Распечатать
КТО ЛОВИЛ САВИНКОВА И РУКОВОДИЛ ЗОРГЕ
22.09.2003
У НАС ДОМА В МОСКВЕ ТОГДА ПОВСЮДУ ВРЕДИТЕЛИ, ВРАГИ НАРОДА, НО И У НИХ - ШПИОНОМАНИЯ. ТОЛЬКО ТАМ СВОЙ ПОВОРОТ: ВСЕ ЕВРОПЕЙЦЫ - ШПИОНЫ
19 августа 2002 года старейший российский чекист Борис Игнатьевич Гудзь отметил 100-летний юбилей. Устойчивый и ныне здравствующий оптимист, чудом избежавший сталинских репрессий, он пришел в ЧК еще в 1923-м. Был участником знаменитой операции "Трест", работал резидентом ИНО, предтечи Службы внешней разведки, в Токио. Возвратившись домой, больше года координировал и направлял из Москвы действия легендарного Рихарда Зорге. Мы предлагаем вниманию читателей отрывок из книги журналиста и писателя Николая Долгополова "Повседневная жизнь российских разведчиков", которая готовится к печати в издательстве "Молодая гвардия". Борис Гудзь раскрывает некоторые подробности работы советской разведки в Японии.
Когда вернулся из Сибири в 1933-м, меня быстренько начали готовить к отъезду в Японию. Фотографирование, шифры, коды...
■ ■ ■ ■
**Задание**
Объясните по статье о Борисе Гудзе, на каком основании в ее заголовке сказано, что он «руководил Зорге».
■ ■ ■ ■
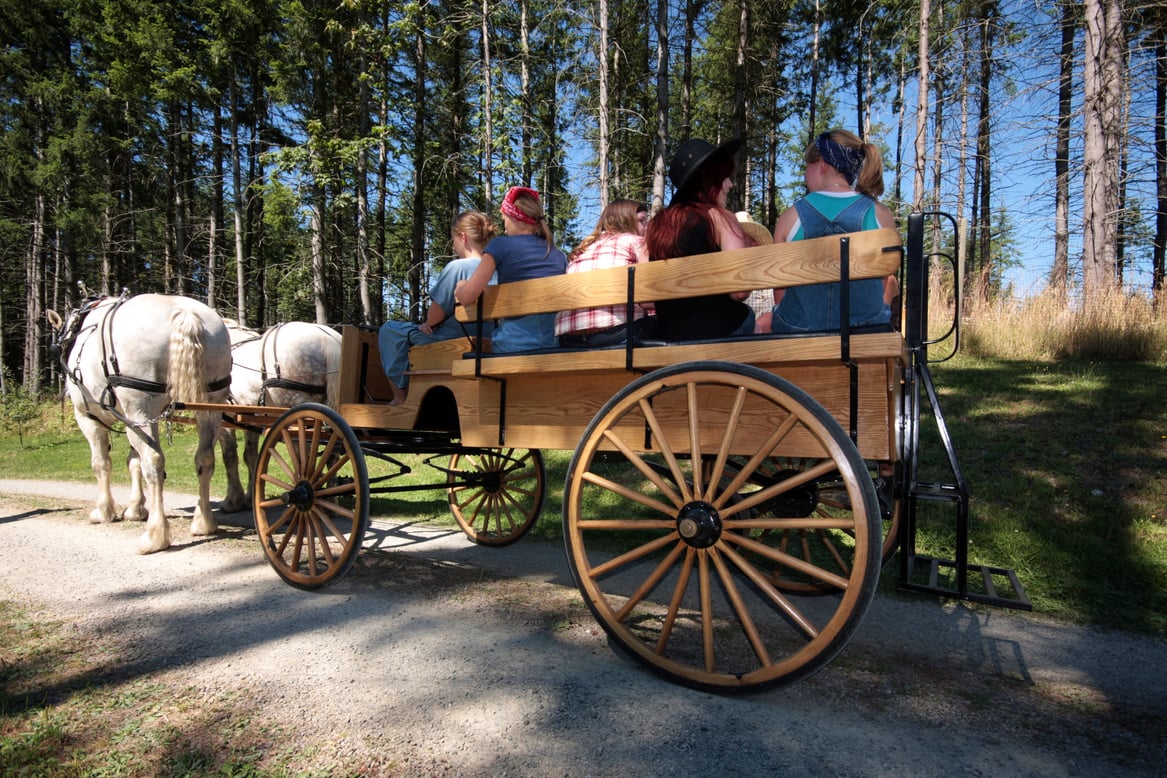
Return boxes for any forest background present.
[0,0,1167,395]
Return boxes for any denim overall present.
[770,196,892,334]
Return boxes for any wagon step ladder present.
[899,213,1033,610]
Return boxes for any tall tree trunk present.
[167,101,190,295]
[23,191,48,397]
[681,0,700,141]
[892,50,905,212]
[595,0,610,210]
[352,51,373,324]
[482,0,495,205]
[229,79,250,327]
[518,0,539,187]
[977,6,997,302]
[911,0,931,211]
[728,0,749,211]
[956,24,977,241]
[1151,16,1167,308]
[406,19,427,322]
[651,0,672,213]
[1049,1,1077,300]
[1082,0,1124,304]
[806,0,821,138]
[207,104,224,308]
[308,198,328,322]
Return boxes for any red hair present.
[644,154,738,259]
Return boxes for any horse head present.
[44,295,109,372]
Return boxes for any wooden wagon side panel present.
[462,362,899,460]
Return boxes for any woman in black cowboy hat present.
[644,139,754,341]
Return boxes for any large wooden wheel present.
[722,456,904,593]
[564,362,880,689]
[254,402,369,589]
[446,448,546,546]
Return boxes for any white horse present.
[48,294,231,554]
[219,321,341,512]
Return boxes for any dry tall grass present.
[929,285,1167,362]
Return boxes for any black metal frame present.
[899,212,1033,610]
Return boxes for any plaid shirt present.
[555,232,648,335]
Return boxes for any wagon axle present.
[280,481,316,511]
[677,500,721,548]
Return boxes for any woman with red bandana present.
[454,187,567,353]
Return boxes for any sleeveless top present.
[770,192,892,332]
[652,211,753,341]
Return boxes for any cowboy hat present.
[735,211,774,246]
[669,138,741,191]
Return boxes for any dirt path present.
[0,479,1167,778]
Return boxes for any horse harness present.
[231,324,328,406]
[51,290,231,428]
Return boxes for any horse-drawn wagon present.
[175,209,1028,689]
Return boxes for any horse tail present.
[166,308,207,402]
[324,336,341,408]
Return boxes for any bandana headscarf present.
[498,187,539,224]
[815,132,864,184]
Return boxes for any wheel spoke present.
■ ■ ■ ■
**Итоговый ответ**
Вернувшись из Токио, где он был резидентом ИНО, Гудзь больше года координировал и направлял из Москвы действия Рихарда Зорге.